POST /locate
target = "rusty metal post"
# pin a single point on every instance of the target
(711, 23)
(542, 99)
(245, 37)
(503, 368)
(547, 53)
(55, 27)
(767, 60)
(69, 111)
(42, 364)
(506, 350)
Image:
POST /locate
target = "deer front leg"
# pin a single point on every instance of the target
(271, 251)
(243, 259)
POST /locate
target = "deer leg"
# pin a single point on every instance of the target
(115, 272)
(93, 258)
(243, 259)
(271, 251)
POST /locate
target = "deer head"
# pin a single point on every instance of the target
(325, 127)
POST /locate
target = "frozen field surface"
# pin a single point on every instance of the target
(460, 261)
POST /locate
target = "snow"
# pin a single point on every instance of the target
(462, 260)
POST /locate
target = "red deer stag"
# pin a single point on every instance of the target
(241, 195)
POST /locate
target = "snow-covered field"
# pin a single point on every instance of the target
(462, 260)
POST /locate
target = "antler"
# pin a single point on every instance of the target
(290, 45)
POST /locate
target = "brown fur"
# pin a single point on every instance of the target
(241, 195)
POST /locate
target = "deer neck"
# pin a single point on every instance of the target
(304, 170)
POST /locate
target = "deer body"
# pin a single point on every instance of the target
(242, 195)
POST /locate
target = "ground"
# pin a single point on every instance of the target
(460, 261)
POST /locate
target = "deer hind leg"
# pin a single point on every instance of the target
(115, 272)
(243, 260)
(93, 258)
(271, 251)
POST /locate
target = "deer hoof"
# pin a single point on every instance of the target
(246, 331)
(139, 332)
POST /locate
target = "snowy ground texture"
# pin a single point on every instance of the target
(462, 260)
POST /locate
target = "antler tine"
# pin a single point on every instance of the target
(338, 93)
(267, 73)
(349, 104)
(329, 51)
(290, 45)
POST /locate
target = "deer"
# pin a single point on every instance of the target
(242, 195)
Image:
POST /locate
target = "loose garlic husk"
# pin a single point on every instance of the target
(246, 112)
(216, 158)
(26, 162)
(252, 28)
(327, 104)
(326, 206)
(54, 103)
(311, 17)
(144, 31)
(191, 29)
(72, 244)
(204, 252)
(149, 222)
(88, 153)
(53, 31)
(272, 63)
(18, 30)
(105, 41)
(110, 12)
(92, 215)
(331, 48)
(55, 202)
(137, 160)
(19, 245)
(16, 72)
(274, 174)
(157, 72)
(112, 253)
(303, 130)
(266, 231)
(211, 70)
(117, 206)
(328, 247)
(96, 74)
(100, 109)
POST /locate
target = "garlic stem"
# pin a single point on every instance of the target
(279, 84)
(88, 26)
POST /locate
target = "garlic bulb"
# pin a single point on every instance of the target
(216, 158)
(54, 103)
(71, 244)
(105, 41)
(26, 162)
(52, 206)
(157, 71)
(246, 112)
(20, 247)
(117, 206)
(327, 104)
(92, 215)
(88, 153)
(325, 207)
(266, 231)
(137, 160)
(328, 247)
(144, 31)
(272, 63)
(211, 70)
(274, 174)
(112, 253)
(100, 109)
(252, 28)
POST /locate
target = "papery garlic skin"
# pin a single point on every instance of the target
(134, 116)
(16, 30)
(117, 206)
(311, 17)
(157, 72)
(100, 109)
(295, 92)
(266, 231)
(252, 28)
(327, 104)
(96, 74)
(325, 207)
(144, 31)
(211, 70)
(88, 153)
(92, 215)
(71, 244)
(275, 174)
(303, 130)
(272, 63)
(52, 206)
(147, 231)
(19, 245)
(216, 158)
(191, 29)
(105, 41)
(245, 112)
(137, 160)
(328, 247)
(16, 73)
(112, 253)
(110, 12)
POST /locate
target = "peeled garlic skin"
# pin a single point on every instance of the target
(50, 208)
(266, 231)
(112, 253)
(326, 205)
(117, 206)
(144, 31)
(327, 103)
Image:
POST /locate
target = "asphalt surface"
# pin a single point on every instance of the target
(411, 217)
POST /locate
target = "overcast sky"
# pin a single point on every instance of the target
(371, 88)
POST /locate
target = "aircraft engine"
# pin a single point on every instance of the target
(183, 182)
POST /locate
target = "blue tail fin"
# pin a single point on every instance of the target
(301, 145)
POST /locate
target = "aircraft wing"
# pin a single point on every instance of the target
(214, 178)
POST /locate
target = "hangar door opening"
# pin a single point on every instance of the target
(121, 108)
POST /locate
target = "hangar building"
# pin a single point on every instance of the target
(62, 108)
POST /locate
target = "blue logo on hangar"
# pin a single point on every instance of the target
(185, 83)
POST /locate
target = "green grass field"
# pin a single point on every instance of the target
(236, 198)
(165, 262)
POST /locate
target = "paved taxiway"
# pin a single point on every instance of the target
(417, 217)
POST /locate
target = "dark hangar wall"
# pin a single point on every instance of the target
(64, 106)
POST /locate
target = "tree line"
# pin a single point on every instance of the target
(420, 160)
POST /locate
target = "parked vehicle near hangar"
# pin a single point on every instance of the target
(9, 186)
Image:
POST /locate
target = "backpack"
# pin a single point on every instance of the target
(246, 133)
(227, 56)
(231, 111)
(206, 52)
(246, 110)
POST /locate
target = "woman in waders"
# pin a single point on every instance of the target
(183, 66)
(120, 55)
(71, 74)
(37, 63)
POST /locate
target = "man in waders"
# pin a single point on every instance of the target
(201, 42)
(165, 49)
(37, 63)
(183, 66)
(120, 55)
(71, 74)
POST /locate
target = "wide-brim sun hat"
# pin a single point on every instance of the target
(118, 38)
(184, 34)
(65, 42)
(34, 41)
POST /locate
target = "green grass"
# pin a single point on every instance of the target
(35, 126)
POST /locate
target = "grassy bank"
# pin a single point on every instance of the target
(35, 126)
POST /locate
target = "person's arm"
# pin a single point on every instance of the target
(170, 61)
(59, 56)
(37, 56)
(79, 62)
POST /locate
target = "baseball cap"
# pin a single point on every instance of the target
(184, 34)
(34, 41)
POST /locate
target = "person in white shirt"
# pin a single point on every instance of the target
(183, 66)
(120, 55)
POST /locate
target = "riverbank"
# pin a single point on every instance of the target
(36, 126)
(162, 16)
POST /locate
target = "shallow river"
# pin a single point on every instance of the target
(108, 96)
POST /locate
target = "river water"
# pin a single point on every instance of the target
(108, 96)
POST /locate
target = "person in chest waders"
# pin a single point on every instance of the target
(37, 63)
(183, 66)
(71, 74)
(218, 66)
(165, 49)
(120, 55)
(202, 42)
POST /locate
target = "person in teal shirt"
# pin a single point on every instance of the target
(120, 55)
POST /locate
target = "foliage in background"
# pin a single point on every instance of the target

• **Short task**:
Reproduce each entry exactly, leaving out nothing.

• **Written answer**:
POST /locate
target = "rusty metal post"
# pin a single point on every instance of the target
(711, 23)
(542, 99)
(245, 37)
(503, 368)
(547, 53)
(55, 27)
(767, 60)
(69, 111)
(42, 364)
(506, 350)
Image:
POST /locate
target = "deer front leg"
# pin a single point on every instance of the target
(271, 251)
(243, 259)
POST /locate
target = "deer leg"
# pin a single point on every instance of the target
(115, 272)
(93, 258)
(243, 259)
(271, 251)
POST /locate
target = "deer head"
# pin a single point on every instance of the target
(325, 127)
POST /locate
target = "frozen field surface"
# pin a single point on every instance of the target
(460, 261)
POST /locate
target = "snow"
# pin a single point on every instance of the target
(462, 260)
POST /locate
target = "red deer stag"
# pin a single point on every instance of the target
(241, 195)
POST /locate
target = "snow-covered field"
# pin a single point on every instance of the target
(462, 260)
POST /locate
target = "antler"
# pin a single point on every instance of the target
(290, 45)
POST /locate
target = "brown fur"
# pin a single point on every instance of the target
(241, 195)
POST /locate
target = "deer neck"
# pin a single point on every instance of the target
(304, 170)
POST /locate
target = "deer body"
# pin a single point on every instance of the target
(242, 195)
POST /locate
target = "ground"
# pin a single point on every instance of the target
(460, 261)
POST /locate
target = "deer hind leg"
# pin a single point on every instance of the target
(115, 272)
(243, 260)
(93, 258)
(271, 251)
POST /locate
target = "deer hoof"
# pin a single point on every instance of the target
(246, 331)
(139, 332)
POST /locate
target = "snowy ground texture"
# pin a single point on every instance of the target
(462, 260)
POST /locate
target = "antler tine"
# pin a single point on every instance of the target
(338, 93)
(267, 73)
(349, 104)
(329, 51)
(290, 45)
POST /locate
target = "deer"
# pin a single point on every instance of the target
(242, 195)
Image:
POST /locate
target = "loose garlic husk"
# pin a single point on every instance of the target
(246, 112)
(216, 158)
(26, 162)
(252, 28)
(327, 104)
(326, 206)
(54, 103)
(311, 17)
(144, 31)
(191, 29)
(72, 244)
(204, 252)
(149, 222)
(88, 153)
(53, 31)
(272, 63)
(18, 30)
(105, 41)
(110, 12)
(92, 215)
(331, 48)
(55, 202)
(137, 160)
(19, 245)
(16, 72)
(274, 174)
(157, 72)
(112, 253)
(303, 130)
(266, 231)
(211, 70)
(117, 206)
(328, 247)
(96, 74)
(100, 109)
POST /locate
target = "garlic stem"
# pin a single point on every instance of the target
(279, 84)
(88, 26)
POST /locate
target = "garlic bulb"
# pin a single point on every instance of the target
(216, 158)
(54, 103)
(71, 244)
(105, 41)
(26, 162)
(52, 206)
(157, 71)
(246, 112)
(20, 247)
(117, 206)
(327, 104)
(92, 215)
(88, 153)
(325, 207)
(266, 231)
(137, 160)
(328, 247)
(144, 31)
(272, 63)
(211, 70)
(274, 174)
(112, 253)
(100, 109)
(252, 28)
POST /locate
target = "papery garlic skin"
# pin a single point on every instance of the target
(134, 116)
(16, 30)
(117, 206)
(311, 17)
(157, 72)
(100, 109)
(295, 92)
(266, 231)
(252, 28)
(327, 104)
(96, 74)
(325, 207)
(144, 31)
(211, 70)
(88, 153)
(92, 215)
(71, 244)
(275, 174)
(303, 130)
(272, 63)
(52, 206)
(147, 231)
(19, 245)
(216, 158)
(191, 29)
(105, 41)
(245, 112)
(137, 160)
(328, 247)
(16, 73)
(112, 253)
(110, 12)
POST /locate
target = "peeled garlic skin"
# pin a single point on every instance of the target
(50, 208)
(266, 231)
(112, 253)
(326, 205)
(117, 206)
(144, 31)
(327, 103)
Image:
POST /locate
target = "asphalt surface"
# pin a single point on every instance of the target
(411, 217)
POST /locate
target = "overcast sky"
# pin a single point on every instance of the target
(371, 88)
POST /locate
target = "aircraft engine"
# pin a single point on every instance of the target
(183, 182)
POST /locate
target = "blue tail fin"
# pin a single point on every instance of the target
(301, 145)
POST /locate
target = "aircraft wing"
# pin a single point on every instance of the target
(214, 178)
POST /locate
target = "hangar door opening"
# pin a single point on every instance of the target
(121, 108)
POST /locate
target = "hangar building"
# pin a single point on every instance of the target
(62, 108)
POST /locate
target = "blue logo on hangar"
# pin a single point on every instance of the target
(185, 83)
POST /locate
target = "green grass field"
# pin a single point on every instance of the target
(236, 198)
(165, 262)
POST /locate
target = "paved taxiway"
# pin a single point on every instance of the target
(417, 217)
POST /locate
target = "dark hangar wall"
# pin a single point on every instance of the target
(64, 106)
POST /locate
target = "tree line"
# pin a single point on every instance of the target
(420, 160)
POST /locate
target = "parked vehicle near hangar"
# pin a single point on every instance of the target
(9, 186)
Image:
POST /locate
target = "backpack"
# pin a single point on every instance of the target
(246, 133)
(227, 56)
(231, 111)
(206, 52)
(246, 110)
POST /locate
target = "woman in waders"
# pin a single point on every instance of the target
(183, 66)
(120, 55)
(71, 74)
(37, 63)
POST /locate
target = "man in waders"
# pin a single point on every instance of the target
(201, 42)
(165, 49)
(37, 63)
(183, 66)
(120, 55)
(71, 74)
POST /locate
target = "wide-brim sun hat"
# pin a single point on every instance of the target
(118, 38)
(184, 34)
(65, 42)
(34, 41)
POST /locate
target = "green grass"
# pin a single point on every instance of the target
(35, 126)
POST /locate
target = "grassy bank"
# pin a single point on every instance of the target
(35, 126)
POST /locate
target = "person's arm"
# pin a single point on every instance of the target
(170, 61)
(59, 56)
(37, 56)
(79, 62)
POST /locate
target = "baseball cap"
# pin a single point on every instance of the target
(184, 34)
(34, 41)
POST /locate
target = "person in white shirt"
# pin a single point on every instance of the target
(183, 66)
(120, 55)
POST /locate
target = "riverbank"
# pin a single point on every instance of the target
(36, 126)
(162, 16)
POST /locate
target = "shallow river"
# pin a single point on every instance of the target
(108, 96)
POST /locate
target = "river water"
# pin a single point on every instance of the target
(108, 96)
POST /locate
target = "person in chest waders"
# pin a single point on every instance of the target
(37, 63)
(183, 66)
(71, 74)
(218, 66)
(165, 49)
(120, 55)
(202, 42)
POST /locate
target = "person in teal shirt"
# pin a single point on every instance of the target
(120, 55)
POST /locate
target = "foliage in background"
# pin a single point on every instance of the target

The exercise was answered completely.